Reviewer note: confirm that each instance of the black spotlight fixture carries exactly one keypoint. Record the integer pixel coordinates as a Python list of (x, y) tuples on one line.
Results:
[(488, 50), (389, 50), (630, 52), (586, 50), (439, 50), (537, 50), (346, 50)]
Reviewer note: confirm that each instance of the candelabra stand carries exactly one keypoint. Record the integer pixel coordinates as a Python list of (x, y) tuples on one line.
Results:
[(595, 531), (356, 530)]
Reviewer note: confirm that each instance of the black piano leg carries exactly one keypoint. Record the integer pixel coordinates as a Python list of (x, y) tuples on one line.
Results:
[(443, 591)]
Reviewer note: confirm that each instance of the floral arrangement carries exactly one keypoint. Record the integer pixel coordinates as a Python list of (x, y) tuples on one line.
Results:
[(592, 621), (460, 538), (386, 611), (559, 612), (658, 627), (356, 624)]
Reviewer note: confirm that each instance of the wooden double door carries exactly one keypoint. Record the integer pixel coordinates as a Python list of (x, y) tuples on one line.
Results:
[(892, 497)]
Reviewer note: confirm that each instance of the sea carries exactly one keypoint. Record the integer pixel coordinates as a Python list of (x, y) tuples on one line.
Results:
- - - - - - -
TASK PROMPT -
Please copy the lines above word for word, with no changes.

RESULT OF THE TASK -
Reviewer note: confirm that each instance of the black spotlight fixture carries exactly one keypoint. Record the integer pixel coordinates as a Python list of (x, y) tuples on one line.
Results:
[(488, 50), (389, 50), (630, 52), (586, 50), (439, 50), (537, 50), (346, 50)]
Reviewer note: confirm that each instance of the candelabra stand carries exactly one keypoint. Record the integer pixel coordinates as a Python list of (x, y) tuples on one line.
Results:
[(595, 531), (356, 530)]
Reviewer note: confirm that each instance of the black piano leg carries exactly one keypoint. Record the integer pixel coordinates as a Python list of (x, y) tuples on one line.
Results:
[(443, 591)]
Reviewer note: confirm that each instance of the floral arrangement carries exactly one keypoint. Record the integer pixel coordinates as a Python list of (x, y) tuples on one line.
Results:
[(592, 621), (460, 538), (386, 611), (559, 612), (658, 627), (356, 624)]
Reviewer note: confirm that each instance of the wooden double door carries exactly one keypoint. Record the integer pixel coordinates as a Python list of (x, y) tuples on one line.
Results:
[(892, 497)]
Reviewer note: confirm that each instance of the sea carries exactly one keypoint. Record the integer pixel coordinates as a Python list of (x, y) tuples on one line.
Results:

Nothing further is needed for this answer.